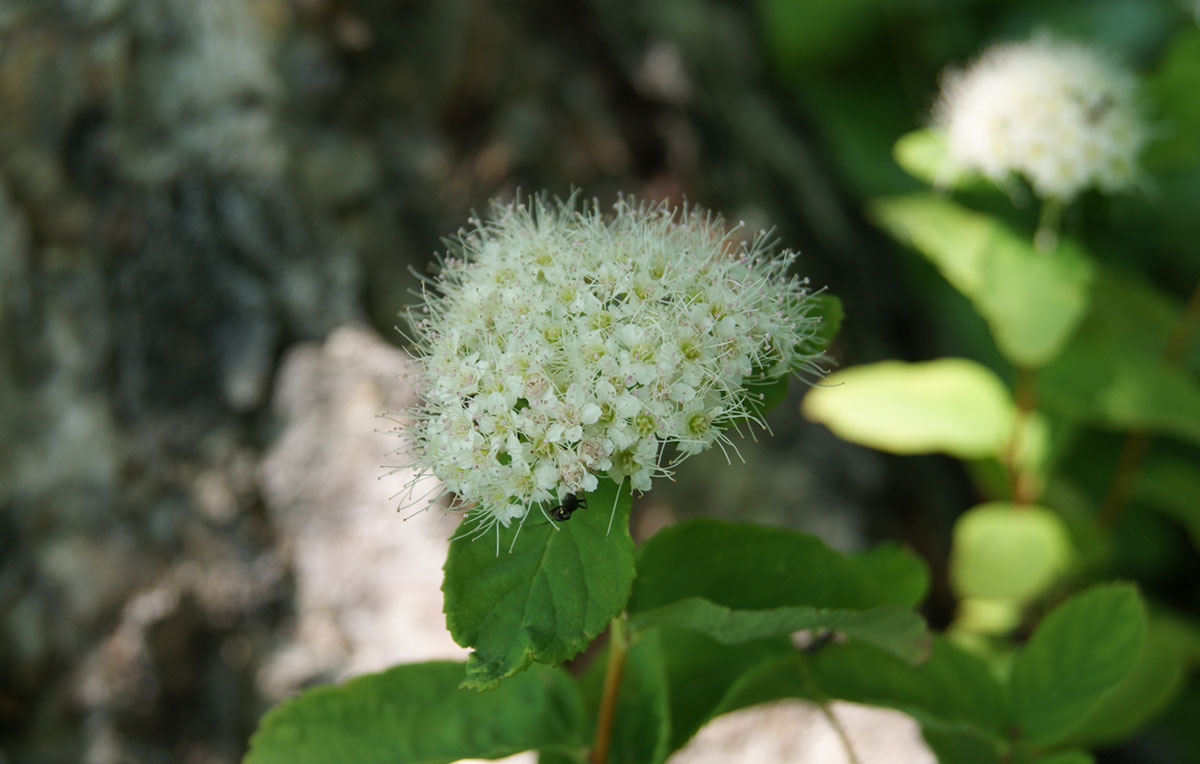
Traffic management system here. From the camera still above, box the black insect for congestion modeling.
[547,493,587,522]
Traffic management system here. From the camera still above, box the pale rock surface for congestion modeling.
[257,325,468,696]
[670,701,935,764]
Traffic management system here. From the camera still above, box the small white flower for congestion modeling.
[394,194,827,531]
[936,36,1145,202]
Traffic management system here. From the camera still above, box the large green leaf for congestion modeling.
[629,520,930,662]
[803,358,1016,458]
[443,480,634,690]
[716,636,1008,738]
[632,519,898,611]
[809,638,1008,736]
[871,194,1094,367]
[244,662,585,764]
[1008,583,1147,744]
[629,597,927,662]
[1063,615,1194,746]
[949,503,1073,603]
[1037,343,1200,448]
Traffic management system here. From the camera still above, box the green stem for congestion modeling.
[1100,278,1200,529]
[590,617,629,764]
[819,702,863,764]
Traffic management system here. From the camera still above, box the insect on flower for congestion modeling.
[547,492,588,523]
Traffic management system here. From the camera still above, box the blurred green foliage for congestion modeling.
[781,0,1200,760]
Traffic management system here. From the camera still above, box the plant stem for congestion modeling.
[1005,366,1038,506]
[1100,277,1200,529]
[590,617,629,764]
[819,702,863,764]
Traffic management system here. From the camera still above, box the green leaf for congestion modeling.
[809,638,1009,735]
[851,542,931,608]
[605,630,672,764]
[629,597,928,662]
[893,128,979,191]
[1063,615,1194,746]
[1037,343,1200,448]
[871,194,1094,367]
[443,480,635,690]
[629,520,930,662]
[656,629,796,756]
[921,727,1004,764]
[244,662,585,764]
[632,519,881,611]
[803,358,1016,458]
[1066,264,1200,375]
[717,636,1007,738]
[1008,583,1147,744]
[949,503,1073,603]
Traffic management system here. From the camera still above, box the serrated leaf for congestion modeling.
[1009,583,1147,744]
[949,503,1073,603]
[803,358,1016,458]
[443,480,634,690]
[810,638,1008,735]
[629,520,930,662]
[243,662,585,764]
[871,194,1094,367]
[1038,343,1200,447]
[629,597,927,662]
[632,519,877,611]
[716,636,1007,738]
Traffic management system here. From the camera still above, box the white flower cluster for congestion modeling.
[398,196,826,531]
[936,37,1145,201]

> **Your objective**: With both ends included, please retype exactly the lines from the line containing "serrated leaf for congestion modeling." to the final line of the data.

> **Solution**:
Traffic management system here. From the camera still above, box the serrated leaf for congestion modeling.
[1009,583,1147,744]
[949,503,1073,603]
[803,358,1016,458]
[443,480,634,690]
[810,638,1008,735]
[629,520,930,662]
[243,662,585,764]
[871,194,1094,367]
[1038,343,1200,447]
[629,597,927,662]
[632,519,877,611]
[716,636,1007,738]
Traffic management system here. From the camera still above, box the white flower cluster for congestion modeling.
[398,196,826,531]
[936,37,1145,201]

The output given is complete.